• _DOCUMENT EXCERPT_
>>>

But a new chapter of his life was about to begin. Early in 1949, he got a call from Bill Boyd of the Boston University School of Medicine, who had recommended him for a position. Asimov, who had never considered entering academia, paid a visit to the medical school, and when he was asked if he could teach freshman biochemistry, he replied, “Certainly.” He didn’t tell them that he didn’t know anything about it, but he figured that he could catch up later.
With help from Pohl, Grow Old with Me was bought by Walter I. Bradbury of Doubleday, where it was retitled Pebble in the Sky. Asimov had met Bradbury at the Hydra Club, a successor to the Futurians that included del Rey, Sturgeon, and Judith Merril, whom Asimov described as “the kind of girl who, when her rear end was patted by a man, patted the rear end of the patter.” He was speaking from experience, but he softened the facts—Merril had actually grabbed at his crotch.

<<<

• _RECORDED INFORMATION_
>>>

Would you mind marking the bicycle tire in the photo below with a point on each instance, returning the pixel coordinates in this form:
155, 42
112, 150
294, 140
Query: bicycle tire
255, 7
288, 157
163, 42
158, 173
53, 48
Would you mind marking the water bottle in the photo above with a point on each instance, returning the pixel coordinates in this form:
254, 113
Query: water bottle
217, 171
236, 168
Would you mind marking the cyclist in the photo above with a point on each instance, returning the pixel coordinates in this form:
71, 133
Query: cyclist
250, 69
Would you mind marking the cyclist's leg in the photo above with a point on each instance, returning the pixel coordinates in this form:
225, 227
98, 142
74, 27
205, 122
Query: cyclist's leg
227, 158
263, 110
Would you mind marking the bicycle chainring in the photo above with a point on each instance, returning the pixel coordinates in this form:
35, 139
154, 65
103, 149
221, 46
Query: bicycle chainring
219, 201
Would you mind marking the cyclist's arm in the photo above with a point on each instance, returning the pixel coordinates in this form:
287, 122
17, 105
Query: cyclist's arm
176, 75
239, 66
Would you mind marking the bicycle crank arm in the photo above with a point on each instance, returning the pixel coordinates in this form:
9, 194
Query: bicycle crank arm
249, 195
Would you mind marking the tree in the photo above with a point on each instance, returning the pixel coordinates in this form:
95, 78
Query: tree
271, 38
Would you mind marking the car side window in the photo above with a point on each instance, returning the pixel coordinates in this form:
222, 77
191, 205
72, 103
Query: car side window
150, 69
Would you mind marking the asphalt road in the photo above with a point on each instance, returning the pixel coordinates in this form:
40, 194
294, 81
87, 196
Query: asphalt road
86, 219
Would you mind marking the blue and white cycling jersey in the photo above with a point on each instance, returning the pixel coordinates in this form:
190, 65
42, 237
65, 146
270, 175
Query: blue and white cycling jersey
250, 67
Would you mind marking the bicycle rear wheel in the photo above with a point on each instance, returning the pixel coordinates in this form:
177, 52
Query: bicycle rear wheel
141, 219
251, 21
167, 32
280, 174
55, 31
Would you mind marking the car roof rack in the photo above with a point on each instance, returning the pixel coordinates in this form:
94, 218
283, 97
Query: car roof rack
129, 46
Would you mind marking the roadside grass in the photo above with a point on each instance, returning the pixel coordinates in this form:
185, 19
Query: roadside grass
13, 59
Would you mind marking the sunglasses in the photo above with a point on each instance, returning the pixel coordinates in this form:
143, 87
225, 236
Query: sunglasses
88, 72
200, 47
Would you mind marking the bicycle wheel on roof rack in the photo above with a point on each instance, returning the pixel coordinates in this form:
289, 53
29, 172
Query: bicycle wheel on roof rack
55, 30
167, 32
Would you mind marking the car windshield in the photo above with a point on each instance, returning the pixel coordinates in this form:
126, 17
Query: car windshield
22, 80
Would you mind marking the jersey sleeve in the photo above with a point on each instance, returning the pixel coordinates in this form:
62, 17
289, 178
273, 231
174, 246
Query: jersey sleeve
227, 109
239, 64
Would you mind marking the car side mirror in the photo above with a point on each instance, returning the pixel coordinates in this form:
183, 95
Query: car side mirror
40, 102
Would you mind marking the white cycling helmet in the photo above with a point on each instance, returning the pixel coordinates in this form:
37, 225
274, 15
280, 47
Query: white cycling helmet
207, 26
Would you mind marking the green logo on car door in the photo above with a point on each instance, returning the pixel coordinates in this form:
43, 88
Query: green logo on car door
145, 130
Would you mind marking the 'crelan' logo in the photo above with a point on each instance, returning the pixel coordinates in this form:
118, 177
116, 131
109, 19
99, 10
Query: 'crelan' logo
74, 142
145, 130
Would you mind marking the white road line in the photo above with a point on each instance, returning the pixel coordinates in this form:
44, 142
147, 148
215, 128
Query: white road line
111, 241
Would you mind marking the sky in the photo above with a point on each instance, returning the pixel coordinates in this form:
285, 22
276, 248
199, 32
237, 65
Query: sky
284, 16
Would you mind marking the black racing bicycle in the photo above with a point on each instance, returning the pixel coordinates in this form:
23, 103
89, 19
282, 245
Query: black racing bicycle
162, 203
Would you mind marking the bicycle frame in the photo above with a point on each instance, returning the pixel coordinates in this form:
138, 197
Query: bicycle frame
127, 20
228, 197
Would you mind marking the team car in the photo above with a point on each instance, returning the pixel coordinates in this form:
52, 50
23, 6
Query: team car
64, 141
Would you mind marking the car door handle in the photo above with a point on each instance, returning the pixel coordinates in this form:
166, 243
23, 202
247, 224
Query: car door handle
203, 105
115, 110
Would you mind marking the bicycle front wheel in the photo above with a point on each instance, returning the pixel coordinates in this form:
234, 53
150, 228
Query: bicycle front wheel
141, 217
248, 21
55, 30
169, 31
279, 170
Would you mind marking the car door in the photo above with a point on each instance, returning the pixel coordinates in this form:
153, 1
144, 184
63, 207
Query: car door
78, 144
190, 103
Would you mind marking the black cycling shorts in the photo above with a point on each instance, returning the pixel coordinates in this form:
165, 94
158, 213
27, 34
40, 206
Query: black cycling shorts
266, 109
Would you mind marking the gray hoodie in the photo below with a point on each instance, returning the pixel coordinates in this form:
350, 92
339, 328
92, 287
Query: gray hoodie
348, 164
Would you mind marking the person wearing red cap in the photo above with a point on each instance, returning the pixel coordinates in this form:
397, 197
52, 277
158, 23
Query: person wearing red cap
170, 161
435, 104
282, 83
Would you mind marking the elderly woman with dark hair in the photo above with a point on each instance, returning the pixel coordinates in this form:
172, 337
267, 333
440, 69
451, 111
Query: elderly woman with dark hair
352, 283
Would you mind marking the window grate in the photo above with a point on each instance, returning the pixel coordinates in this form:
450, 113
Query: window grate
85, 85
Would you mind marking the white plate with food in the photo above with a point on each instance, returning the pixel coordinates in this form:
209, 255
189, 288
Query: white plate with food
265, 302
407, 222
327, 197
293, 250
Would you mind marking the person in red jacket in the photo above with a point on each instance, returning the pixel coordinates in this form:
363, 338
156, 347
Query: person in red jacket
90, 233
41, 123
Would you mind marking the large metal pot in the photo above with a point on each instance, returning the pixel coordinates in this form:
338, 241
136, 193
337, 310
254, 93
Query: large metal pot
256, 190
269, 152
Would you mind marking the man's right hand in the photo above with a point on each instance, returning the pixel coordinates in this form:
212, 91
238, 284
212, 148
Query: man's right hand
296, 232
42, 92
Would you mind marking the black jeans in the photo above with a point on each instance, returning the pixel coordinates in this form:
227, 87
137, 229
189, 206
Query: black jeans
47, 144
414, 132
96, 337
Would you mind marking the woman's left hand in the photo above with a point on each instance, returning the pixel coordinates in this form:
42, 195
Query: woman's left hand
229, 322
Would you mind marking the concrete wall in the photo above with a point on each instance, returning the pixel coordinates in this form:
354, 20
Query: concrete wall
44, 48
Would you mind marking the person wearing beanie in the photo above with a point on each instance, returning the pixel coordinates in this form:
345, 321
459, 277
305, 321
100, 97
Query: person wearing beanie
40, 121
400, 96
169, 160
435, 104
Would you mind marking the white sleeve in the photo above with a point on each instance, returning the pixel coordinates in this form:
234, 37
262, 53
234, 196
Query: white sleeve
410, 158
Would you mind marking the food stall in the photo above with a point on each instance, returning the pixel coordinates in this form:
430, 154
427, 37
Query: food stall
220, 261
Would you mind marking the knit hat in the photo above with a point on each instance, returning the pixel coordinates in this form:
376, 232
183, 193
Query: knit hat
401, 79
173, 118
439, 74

<<<

• _REQUIRED ACTION_
Reproduce the part of the Asimov passage that opens with the words containing "But a new chapter" and closes with "catch up later.". None of the records is needed for what follows.

• _EXERCISE RESULT_
But a new chapter of his life was about to begin. Early in 1949, he got a call from Bill Boyd of the Boston University School of Medicine, who had recommended him for a position. Asimov, who had never considered entering academia, paid a visit to the medical school, and when he was asked if he could teach freshman biochemistry, he replied, “Certainly.” He didn’t tell them that he didn’t know anything about it, but he figured that he could catch up later.